| EXERCISE MATERIAL |
※

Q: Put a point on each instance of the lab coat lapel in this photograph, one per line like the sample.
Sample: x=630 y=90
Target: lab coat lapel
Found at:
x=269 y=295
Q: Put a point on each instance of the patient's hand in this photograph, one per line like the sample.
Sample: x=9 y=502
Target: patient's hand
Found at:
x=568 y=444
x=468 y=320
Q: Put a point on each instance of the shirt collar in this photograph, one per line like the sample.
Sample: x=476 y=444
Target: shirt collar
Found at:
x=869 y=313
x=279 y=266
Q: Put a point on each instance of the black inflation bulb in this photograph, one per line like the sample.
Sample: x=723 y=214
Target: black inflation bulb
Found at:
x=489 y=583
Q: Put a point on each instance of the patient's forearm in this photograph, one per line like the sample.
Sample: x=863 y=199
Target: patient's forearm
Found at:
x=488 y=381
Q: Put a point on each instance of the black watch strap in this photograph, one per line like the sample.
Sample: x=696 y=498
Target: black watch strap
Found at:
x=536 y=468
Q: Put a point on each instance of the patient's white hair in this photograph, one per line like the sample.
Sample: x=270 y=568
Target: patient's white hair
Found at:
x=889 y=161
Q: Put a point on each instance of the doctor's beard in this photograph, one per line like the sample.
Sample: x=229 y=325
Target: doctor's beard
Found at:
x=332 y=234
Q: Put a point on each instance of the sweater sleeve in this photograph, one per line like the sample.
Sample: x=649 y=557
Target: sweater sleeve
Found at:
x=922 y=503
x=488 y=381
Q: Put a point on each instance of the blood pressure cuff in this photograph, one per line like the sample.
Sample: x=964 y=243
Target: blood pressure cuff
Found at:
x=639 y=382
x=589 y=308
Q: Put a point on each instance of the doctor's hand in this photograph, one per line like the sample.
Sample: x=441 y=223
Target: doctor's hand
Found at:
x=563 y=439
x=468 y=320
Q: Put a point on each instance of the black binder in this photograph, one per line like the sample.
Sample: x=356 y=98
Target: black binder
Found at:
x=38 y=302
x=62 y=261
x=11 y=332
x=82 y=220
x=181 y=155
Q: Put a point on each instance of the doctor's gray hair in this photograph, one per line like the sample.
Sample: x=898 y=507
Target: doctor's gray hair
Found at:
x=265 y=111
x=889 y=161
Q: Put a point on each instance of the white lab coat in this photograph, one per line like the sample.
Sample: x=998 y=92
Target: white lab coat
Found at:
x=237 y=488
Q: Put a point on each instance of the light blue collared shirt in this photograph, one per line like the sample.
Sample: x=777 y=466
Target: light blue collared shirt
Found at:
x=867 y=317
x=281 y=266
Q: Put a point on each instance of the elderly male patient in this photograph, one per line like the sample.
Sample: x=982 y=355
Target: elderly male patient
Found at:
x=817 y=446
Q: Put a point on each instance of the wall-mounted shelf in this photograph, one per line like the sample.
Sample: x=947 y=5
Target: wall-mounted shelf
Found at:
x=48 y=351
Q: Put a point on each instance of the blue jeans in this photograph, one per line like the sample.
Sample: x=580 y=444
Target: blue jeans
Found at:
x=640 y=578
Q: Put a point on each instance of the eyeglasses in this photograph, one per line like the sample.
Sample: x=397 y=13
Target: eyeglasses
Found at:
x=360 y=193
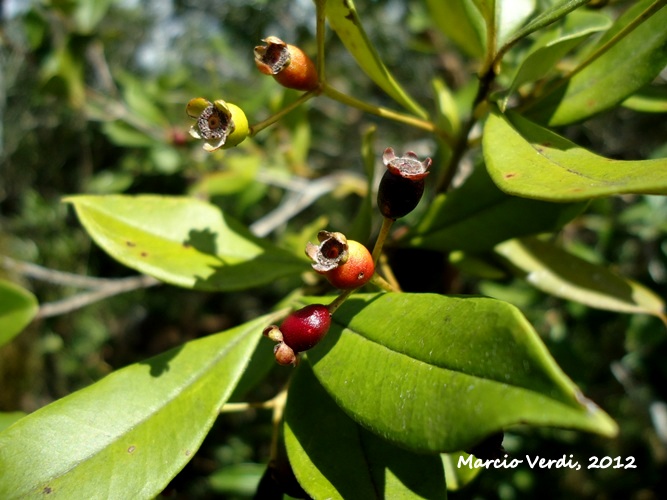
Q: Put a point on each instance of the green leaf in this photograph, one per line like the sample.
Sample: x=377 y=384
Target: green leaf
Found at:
x=477 y=216
x=527 y=160
x=502 y=18
x=553 y=45
x=619 y=71
x=555 y=271
x=461 y=22
x=510 y=16
x=182 y=241
x=458 y=477
x=548 y=16
x=437 y=373
x=129 y=434
x=17 y=309
x=344 y=20
x=8 y=418
x=333 y=457
x=648 y=100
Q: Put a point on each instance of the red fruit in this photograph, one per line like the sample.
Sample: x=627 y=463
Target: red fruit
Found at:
x=304 y=328
x=288 y=64
x=357 y=269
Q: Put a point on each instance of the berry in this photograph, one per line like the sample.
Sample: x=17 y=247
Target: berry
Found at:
x=402 y=185
x=356 y=271
x=347 y=264
x=288 y=64
x=221 y=124
x=304 y=328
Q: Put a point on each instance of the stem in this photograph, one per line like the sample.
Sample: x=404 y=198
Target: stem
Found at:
x=320 y=30
x=254 y=129
x=277 y=400
x=459 y=149
x=382 y=237
x=388 y=273
x=650 y=10
x=382 y=284
x=115 y=287
x=429 y=126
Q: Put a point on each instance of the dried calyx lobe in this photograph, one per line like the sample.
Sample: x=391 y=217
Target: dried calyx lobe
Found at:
x=330 y=253
x=402 y=185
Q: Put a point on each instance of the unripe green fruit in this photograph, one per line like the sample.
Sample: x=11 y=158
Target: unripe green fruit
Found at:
x=304 y=328
x=355 y=271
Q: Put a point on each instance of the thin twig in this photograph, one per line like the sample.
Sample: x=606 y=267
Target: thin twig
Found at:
x=114 y=287
x=304 y=193
x=52 y=276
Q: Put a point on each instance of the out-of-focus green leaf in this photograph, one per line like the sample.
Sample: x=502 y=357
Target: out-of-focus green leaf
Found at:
x=556 y=10
x=17 y=309
x=477 y=216
x=555 y=271
x=333 y=457
x=237 y=480
x=553 y=45
x=413 y=369
x=457 y=477
x=360 y=229
x=8 y=418
x=527 y=160
x=129 y=434
x=344 y=20
x=240 y=171
x=648 y=100
x=182 y=241
x=123 y=134
x=89 y=13
x=461 y=22
x=628 y=65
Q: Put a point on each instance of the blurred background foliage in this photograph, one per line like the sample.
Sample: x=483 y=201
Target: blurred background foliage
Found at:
x=92 y=98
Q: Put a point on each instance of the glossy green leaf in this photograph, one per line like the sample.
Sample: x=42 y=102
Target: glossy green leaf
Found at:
x=461 y=22
x=129 y=434
x=437 y=373
x=510 y=17
x=182 y=241
x=17 y=309
x=634 y=61
x=502 y=18
x=527 y=160
x=334 y=457
x=648 y=100
x=458 y=477
x=8 y=418
x=555 y=271
x=344 y=20
x=477 y=216
x=553 y=45
x=555 y=11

※

| WHAT IS NEEDED |
Search the entries for the word "elderly" and copy every line that has it.

| EXERCISE ANSWER |
Q: Put a point on each instance of the elderly male patient in this photograph, one per line like the sample.
Target: elderly male patient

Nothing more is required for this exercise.